++++ Exercise input

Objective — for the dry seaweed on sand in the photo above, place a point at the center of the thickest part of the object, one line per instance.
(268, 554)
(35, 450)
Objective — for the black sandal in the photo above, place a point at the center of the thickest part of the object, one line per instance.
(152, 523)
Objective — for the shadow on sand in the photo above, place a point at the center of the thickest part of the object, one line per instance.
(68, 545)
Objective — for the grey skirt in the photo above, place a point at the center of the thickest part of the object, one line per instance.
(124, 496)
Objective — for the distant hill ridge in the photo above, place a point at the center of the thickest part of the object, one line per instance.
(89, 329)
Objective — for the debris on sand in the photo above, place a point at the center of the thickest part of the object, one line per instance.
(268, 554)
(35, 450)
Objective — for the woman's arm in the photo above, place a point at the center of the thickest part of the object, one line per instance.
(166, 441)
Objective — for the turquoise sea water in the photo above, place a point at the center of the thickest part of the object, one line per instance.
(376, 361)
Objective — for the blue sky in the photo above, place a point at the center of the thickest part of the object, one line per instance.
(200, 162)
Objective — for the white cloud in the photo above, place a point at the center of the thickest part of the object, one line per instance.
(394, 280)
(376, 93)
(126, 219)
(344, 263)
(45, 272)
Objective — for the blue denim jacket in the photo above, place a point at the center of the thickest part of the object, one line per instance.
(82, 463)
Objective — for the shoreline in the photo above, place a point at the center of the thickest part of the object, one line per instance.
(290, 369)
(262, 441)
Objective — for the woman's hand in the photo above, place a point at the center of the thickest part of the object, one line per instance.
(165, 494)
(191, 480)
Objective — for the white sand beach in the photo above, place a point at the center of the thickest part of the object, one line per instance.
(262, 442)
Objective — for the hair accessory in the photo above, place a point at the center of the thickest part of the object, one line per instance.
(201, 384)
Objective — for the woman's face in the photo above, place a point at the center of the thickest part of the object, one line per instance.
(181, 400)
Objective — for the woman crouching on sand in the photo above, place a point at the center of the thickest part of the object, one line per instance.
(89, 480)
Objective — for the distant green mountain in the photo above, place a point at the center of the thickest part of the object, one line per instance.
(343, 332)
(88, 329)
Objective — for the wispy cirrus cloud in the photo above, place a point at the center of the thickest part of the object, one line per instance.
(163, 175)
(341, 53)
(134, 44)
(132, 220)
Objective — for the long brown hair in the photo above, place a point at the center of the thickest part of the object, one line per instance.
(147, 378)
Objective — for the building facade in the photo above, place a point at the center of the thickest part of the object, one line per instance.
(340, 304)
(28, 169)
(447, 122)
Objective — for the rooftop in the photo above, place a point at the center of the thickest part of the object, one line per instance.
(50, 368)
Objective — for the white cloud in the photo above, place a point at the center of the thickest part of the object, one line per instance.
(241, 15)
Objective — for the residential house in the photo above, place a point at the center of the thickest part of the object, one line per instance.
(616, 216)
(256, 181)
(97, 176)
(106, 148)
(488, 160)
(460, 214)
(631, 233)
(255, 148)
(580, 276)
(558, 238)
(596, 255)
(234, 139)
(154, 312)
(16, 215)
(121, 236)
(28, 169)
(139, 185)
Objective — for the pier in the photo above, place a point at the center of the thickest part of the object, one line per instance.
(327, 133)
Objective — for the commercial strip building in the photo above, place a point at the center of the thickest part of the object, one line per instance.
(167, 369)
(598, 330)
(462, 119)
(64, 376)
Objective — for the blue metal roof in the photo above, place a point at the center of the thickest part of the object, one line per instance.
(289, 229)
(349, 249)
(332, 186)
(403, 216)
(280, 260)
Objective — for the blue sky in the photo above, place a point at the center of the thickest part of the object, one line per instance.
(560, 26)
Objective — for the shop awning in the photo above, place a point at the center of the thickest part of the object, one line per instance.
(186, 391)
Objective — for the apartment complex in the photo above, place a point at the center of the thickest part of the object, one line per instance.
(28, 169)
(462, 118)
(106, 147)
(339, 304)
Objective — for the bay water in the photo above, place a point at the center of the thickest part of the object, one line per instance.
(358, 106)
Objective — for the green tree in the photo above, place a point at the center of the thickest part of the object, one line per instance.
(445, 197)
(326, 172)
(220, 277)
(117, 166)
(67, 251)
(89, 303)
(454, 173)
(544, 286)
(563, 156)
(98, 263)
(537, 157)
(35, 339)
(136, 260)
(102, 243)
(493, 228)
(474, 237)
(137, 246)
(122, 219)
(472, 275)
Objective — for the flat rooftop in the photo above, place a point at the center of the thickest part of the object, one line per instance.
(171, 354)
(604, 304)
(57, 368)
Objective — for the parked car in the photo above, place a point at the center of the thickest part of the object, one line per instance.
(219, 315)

++++++++

• **Task instructions**
Send back all of the entries exactly, with nothing missing.

• **Answer to the problem**
Objective — for the dry seaweed on sand in the photo above, place a point at the center of the thickest part of the object, one line per instance.
(268, 554)
(35, 450)
Objective — for the black sandal in the photo above, place a point at the center of the thickest part of the object, one line per instance.
(152, 523)
Objective — for the shadow on sand in the photo above, place a point at the center of the thickest part of the object, one line per instance.
(68, 545)
Objective — for the grey skirt in the photo above, place a point at the center of the thickest part of the object, one line per instance.
(124, 496)
Objective — for the distant hill ridge in the photo above, place a point at the center of the thickest part of the object, one line per instance.
(89, 329)
Objective — for the debris on sand in the photo above, place a point at the center of the thickest part of the object, one line per instance.
(268, 554)
(35, 450)
Objective — for the woman's arm in the photo above, place a point at the center of the thickest part of the object, one line per instance.
(166, 441)
Objective — for the turquoise sea water in the photo above, place a point at the center of the thickest part of the object, one line per instance.
(376, 361)
Objective — for the blue sky in the photo above, place a point at the center of the thickest part of the object, one line per instance.
(200, 162)
Objective — for the white cloud in the photo above, place a point at the center of the thickest part of the object, one line per instance.
(394, 280)
(376, 93)
(126, 219)
(344, 263)
(45, 272)
Objective — for the blue denim jacket in the photo above, place a point at the center of the thickest part of the object, one line per instance.
(82, 463)
Objective — for the shoreline in the photo above, place a point at the center of the thickest part of the object, one line per instance.
(290, 369)
(262, 441)
Objective — for the woman's hand in the photo above, place a point at the center of the thickest part of the object, one line per instance.
(165, 494)
(191, 480)
Objective — for the white sand beach in the photo above, place a point at the center of the thickest part of the object, one line per instance.
(262, 442)
Objective — for the hair accessory in the photo above, place a point at the center of the thickest part of the object, one line per instance.
(201, 384)
Objective — for the woman's face in the photo above, place a point at the center of the thickest part of the object, one line per instance.
(181, 400)
Objective — for the woman crouching on sand in the photo above, place a point at the center of the thickest part of the object, one line per instance.
(89, 480)
Objective — for the distant green mountain in the photo above, place a point at the center of the thickest part of the object, one line per instance.
(343, 332)
(88, 329)
Objective — for the wispy cirrus cloud in the photo above, place a point at the center of the thickest part of the object, one line per instance.
(163, 175)
(341, 53)
(134, 44)
(132, 220)
Objective — for the long brown hair in the photo above, place a point at the center of the thickest part of the object, one line per instance.
(147, 378)
Objective — for the building facade in the photo above, place a point at the center of the thickest part of the object, one line per instance.
(340, 304)
(28, 169)
(447, 122)
Objective — for the rooftop in the photo above, place a point at the center of the thickest part of the object, one line per instance.
(50, 368)
Objective — for the white cloud in the photo above, place a point at the center of the thickest part of the object, one line per instance.
(241, 15)
Objective — for the residential house in the photo above, place a point at the center of the thickest part of the object, one line per instance.
(616, 216)
(256, 181)
(97, 176)
(106, 148)
(488, 160)
(460, 214)
(631, 233)
(255, 148)
(580, 276)
(558, 238)
(596, 255)
(234, 139)
(154, 312)
(16, 215)
(121, 236)
(28, 169)
(139, 185)
Objective — for the pier in the photo above, place a point at the center of the thickest part of the object, one line per instance.
(327, 133)
Objective — for the commercial strip building in the photo above, place a point at the center of the thickest part of the object, one line per instance.
(167, 369)
(598, 330)
(462, 119)
(64, 376)
Objective — for the blue metal roof in the photo above, place a point at the center of the thickest part of the object, one line per instance.
(289, 229)
(349, 249)
(332, 186)
(403, 216)
(280, 260)
Objective — for the blue sky in the photo above, place a point at the center of the thickest part of the object, one line per instance.
(560, 26)
Objective — for the shop awning in the photo above, place a point at the center of the thickest part of the object, one line per instance.
(186, 391)
Objective — for the apartment complex in the photo above, place a point at the center of the thickest part of the object, one line per instance.
(28, 169)
(462, 118)
(106, 147)
(339, 304)
Objective — for the bay water in the photo above, place a point at the center of the thickest part of the object, one line per instance.
(358, 106)
Objective — for the green tree in the photo above, place a point at the center of the thickest part of the object, one line per instance.
(445, 197)
(326, 172)
(220, 277)
(117, 166)
(67, 251)
(89, 303)
(454, 173)
(544, 286)
(563, 156)
(98, 263)
(537, 157)
(35, 339)
(136, 260)
(102, 243)
(493, 228)
(474, 237)
(137, 246)
(122, 219)
(472, 275)
Objective — for the flat rooftop in the photo above, place a point at the center of the thickest part of the object, one line per instance.
(171, 354)
(604, 304)
(57, 368)
Objective — for the parked car in the photo above, place a point at the center of the thickest part of the object, one line per instance.
(219, 315)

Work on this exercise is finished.